(Records contained in a dataset)
........
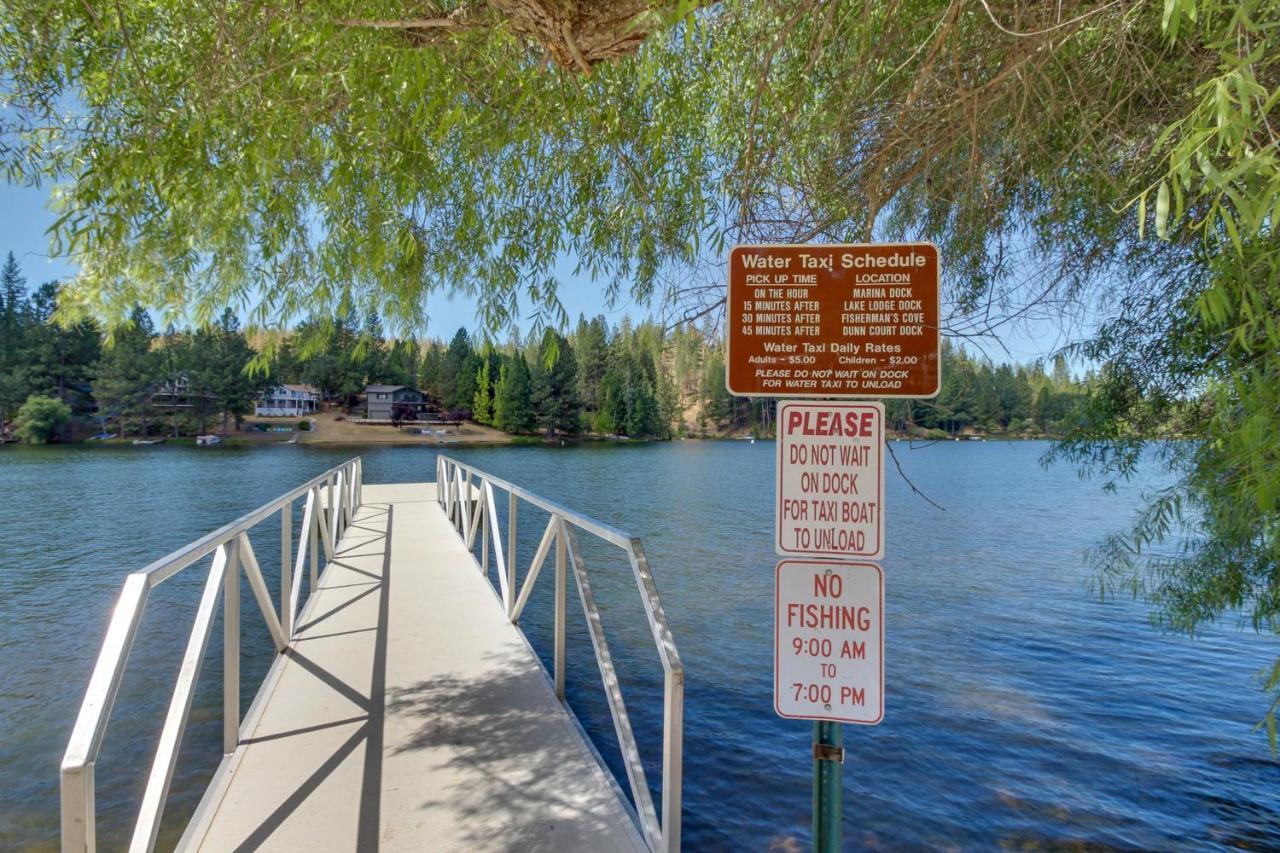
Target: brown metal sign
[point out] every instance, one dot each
(836, 320)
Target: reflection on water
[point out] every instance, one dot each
(1020, 711)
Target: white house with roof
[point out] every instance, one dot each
(287, 401)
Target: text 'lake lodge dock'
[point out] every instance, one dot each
(405, 708)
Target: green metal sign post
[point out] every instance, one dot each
(828, 758)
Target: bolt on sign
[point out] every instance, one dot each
(828, 641)
(836, 320)
(831, 479)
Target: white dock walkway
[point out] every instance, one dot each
(408, 715)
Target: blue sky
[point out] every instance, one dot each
(24, 218)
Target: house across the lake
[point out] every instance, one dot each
(287, 401)
(382, 398)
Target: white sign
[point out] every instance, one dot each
(828, 638)
(831, 479)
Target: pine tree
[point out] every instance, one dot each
(124, 377)
(592, 350)
(481, 407)
(14, 316)
(512, 405)
(59, 360)
(554, 386)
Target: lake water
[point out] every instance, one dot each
(1022, 712)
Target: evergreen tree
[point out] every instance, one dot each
(14, 315)
(126, 374)
(432, 373)
(59, 360)
(222, 369)
(554, 386)
(512, 401)
(481, 409)
(592, 350)
(717, 402)
(458, 374)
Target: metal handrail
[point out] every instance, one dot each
(332, 500)
(458, 487)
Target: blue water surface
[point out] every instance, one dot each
(1022, 711)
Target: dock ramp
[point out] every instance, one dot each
(405, 708)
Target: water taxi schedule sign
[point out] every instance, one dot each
(858, 320)
(830, 642)
(831, 479)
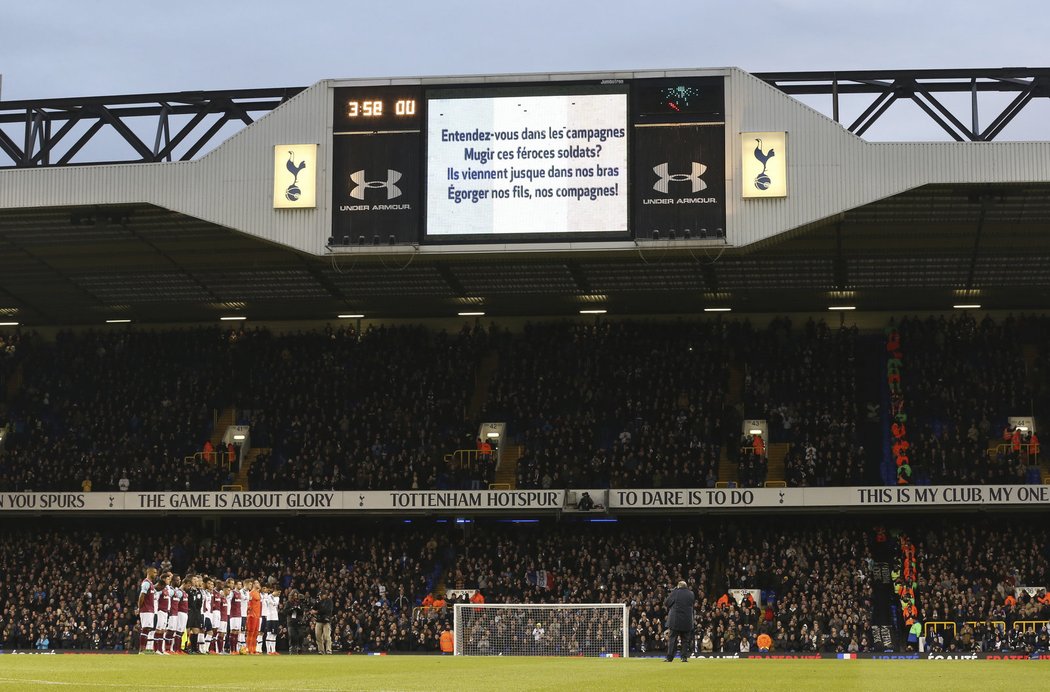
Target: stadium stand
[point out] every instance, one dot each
(600, 404)
(621, 404)
(76, 585)
(964, 379)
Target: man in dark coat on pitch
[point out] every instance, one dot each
(679, 621)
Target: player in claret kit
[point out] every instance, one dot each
(182, 614)
(146, 610)
(254, 615)
(216, 614)
(194, 621)
(233, 641)
(163, 604)
(172, 612)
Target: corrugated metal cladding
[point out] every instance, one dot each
(230, 186)
(830, 170)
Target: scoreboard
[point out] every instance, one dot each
(522, 162)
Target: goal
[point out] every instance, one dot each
(563, 629)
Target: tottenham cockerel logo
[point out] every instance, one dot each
(360, 185)
(694, 177)
(762, 181)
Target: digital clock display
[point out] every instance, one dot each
(377, 109)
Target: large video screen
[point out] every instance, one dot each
(527, 166)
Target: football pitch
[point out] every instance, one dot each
(378, 673)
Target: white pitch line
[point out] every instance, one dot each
(197, 686)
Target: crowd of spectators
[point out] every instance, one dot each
(76, 585)
(592, 403)
(621, 404)
(113, 411)
(961, 380)
(803, 382)
(371, 411)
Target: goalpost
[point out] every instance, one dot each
(562, 629)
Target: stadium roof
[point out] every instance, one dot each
(878, 227)
(922, 250)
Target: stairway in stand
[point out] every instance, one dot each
(227, 418)
(734, 396)
(507, 473)
(482, 378)
(242, 478)
(14, 382)
(776, 453)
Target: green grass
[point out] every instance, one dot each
(452, 674)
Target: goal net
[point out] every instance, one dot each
(589, 629)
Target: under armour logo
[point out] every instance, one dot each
(665, 177)
(357, 177)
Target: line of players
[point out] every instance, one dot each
(206, 616)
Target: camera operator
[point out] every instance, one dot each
(295, 619)
(322, 622)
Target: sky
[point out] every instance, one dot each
(101, 47)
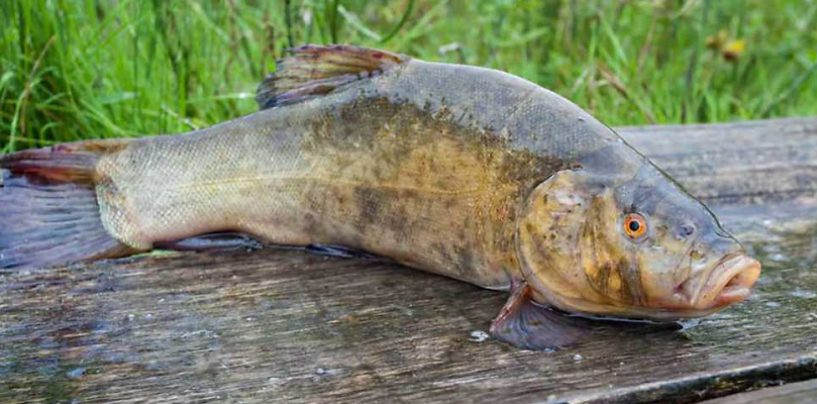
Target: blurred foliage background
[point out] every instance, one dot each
(74, 69)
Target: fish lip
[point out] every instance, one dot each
(729, 281)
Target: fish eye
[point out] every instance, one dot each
(635, 226)
(687, 230)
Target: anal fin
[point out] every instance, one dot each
(525, 324)
(212, 241)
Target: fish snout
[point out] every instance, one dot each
(730, 281)
(736, 281)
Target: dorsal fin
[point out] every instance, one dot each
(314, 70)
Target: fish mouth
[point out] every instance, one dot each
(730, 281)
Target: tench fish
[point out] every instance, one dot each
(458, 170)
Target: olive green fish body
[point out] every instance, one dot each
(458, 170)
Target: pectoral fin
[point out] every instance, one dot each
(524, 324)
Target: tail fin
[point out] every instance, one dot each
(49, 213)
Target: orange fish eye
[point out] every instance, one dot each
(635, 225)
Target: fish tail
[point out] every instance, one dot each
(49, 214)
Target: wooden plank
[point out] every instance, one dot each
(795, 393)
(283, 325)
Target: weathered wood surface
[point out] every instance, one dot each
(288, 326)
(795, 393)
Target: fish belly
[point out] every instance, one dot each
(423, 196)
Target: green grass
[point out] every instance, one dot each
(75, 69)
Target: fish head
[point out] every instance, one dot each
(640, 247)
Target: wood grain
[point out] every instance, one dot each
(280, 325)
(795, 393)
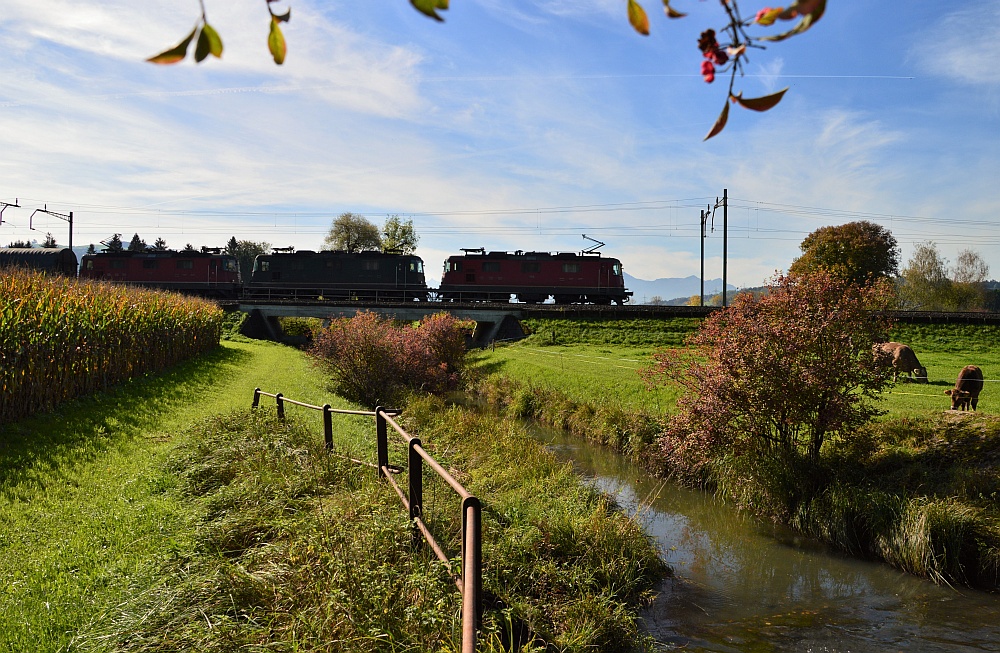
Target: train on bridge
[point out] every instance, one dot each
(370, 276)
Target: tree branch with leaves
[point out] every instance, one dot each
(730, 56)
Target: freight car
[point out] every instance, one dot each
(533, 277)
(47, 259)
(207, 273)
(333, 275)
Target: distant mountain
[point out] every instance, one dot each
(672, 288)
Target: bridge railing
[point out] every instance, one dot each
(468, 580)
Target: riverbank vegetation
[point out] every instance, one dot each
(916, 487)
(164, 515)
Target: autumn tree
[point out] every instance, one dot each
(137, 244)
(114, 244)
(351, 232)
(928, 283)
(399, 235)
(775, 375)
(245, 252)
(859, 252)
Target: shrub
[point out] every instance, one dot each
(375, 361)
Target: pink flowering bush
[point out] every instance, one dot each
(376, 361)
(775, 376)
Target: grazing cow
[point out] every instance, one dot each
(904, 361)
(967, 388)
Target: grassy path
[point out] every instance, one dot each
(85, 512)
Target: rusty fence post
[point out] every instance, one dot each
(416, 474)
(382, 440)
(472, 560)
(328, 426)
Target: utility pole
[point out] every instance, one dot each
(62, 216)
(4, 205)
(704, 222)
(725, 237)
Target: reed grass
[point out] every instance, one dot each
(62, 338)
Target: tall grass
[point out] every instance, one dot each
(62, 338)
(300, 550)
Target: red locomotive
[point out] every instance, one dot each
(533, 277)
(207, 273)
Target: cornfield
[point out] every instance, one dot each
(62, 338)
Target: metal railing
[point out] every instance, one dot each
(470, 579)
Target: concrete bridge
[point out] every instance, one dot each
(493, 321)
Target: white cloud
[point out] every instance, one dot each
(958, 46)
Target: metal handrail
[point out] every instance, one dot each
(469, 580)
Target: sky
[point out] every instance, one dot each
(512, 125)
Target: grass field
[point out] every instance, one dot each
(165, 515)
(86, 511)
(916, 488)
(596, 371)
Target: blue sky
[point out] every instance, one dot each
(512, 125)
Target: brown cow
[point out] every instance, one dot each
(967, 388)
(904, 361)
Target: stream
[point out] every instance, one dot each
(743, 586)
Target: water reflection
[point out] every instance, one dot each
(743, 586)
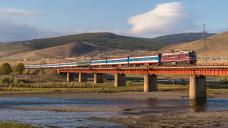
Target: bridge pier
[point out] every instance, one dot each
(69, 77)
(98, 78)
(197, 87)
(82, 77)
(150, 83)
(120, 80)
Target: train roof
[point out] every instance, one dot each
(176, 53)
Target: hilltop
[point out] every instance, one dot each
(215, 46)
(89, 44)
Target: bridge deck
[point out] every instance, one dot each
(191, 70)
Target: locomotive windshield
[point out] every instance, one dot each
(192, 54)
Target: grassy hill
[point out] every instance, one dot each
(89, 43)
(214, 46)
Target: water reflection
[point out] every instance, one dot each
(199, 105)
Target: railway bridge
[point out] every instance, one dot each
(197, 75)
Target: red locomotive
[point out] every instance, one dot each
(179, 58)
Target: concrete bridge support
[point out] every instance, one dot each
(69, 77)
(197, 87)
(150, 83)
(82, 77)
(98, 78)
(120, 80)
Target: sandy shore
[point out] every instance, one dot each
(187, 119)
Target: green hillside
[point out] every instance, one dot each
(82, 44)
(110, 40)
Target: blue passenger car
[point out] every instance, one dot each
(145, 59)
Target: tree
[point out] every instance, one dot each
(20, 68)
(5, 69)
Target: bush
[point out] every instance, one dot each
(224, 80)
(5, 69)
(20, 68)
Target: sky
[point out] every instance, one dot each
(32, 19)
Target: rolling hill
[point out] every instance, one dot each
(215, 46)
(89, 43)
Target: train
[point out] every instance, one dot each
(180, 58)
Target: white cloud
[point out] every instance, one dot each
(17, 12)
(166, 18)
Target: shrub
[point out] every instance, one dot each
(5, 69)
(20, 68)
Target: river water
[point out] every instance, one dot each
(47, 118)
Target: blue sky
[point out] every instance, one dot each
(29, 19)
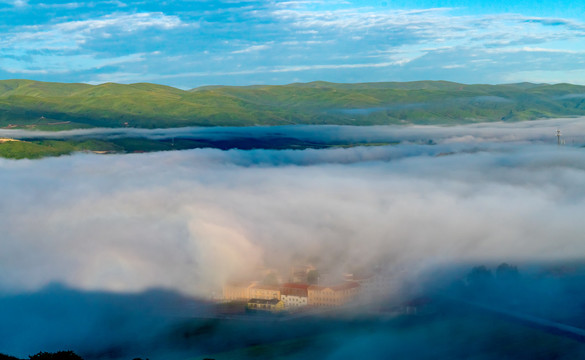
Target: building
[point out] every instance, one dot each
(238, 291)
(301, 274)
(367, 281)
(266, 292)
(332, 296)
(294, 295)
(266, 305)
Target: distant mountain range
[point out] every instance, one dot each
(58, 106)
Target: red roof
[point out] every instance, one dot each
(348, 285)
(295, 286)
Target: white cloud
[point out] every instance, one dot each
(252, 48)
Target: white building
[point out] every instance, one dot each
(294, 295)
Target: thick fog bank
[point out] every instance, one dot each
(537, 130)
(189, 221)
(192, 220)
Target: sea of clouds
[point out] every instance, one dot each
(188, 221)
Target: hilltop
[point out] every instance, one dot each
(58, 106)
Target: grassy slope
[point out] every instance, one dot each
(39, 104)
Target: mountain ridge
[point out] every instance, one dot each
(58, 106)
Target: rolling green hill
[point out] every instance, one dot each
(57, 106)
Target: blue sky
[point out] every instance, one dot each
(191, 43)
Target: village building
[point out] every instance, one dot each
(331, 296)
(294, 295)
(266, 292)
(301, 274)
(238, 291)
(266, 304)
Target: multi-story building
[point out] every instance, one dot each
(266, 292)
(294, 295)
(238, 291)
(266, 304)
(332, 296)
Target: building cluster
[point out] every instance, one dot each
(295, 295)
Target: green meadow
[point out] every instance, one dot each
(58, 106)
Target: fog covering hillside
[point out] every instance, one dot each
(118, 256)
(57, 106)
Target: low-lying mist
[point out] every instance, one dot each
(188, 221)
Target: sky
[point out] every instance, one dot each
(187, 44)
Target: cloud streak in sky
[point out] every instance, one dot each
(284, 42)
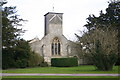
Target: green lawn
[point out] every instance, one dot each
(79, 69)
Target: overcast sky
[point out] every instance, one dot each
(74, 17)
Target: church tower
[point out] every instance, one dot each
(53, 23)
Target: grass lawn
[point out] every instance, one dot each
(72, 70)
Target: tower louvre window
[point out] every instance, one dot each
(56, 47)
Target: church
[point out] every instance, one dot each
(54, 44)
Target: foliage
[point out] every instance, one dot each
(100, 43)
(100, 47)
(16, 51)
(105, 20)
(35, 60)
(64, 62)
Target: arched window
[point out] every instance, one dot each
(56, 47)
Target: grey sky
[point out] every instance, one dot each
(74, 17)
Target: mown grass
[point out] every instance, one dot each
(72, 70)
(60, 77)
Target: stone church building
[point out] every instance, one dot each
(54, 44)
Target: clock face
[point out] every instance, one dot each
(55, 19)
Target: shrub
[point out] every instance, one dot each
(35, 59)
(64, 62)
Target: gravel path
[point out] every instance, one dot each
(37, 74)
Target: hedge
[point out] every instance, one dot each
(64, 62)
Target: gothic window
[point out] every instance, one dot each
(55, 46)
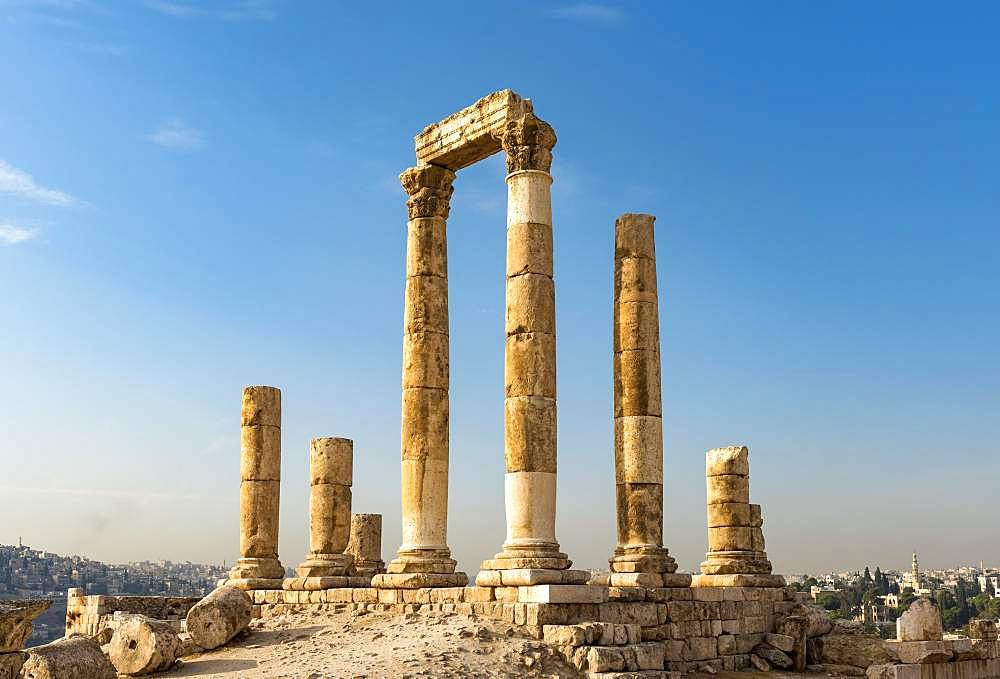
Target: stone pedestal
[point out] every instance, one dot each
(425, 387)
(639, 558)
(331, 470)
(365, 544)
(735, 533)
(529, 364)
(260, 480)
........
(Try it) Show every line in the entries above that contains the string "metal".

(Solution for this task)
Target: brown metal sign
Target: green metal sign post
Target: metal handrail
Target: corrugated metal cladding
Target: metal railing
Target: metal handrail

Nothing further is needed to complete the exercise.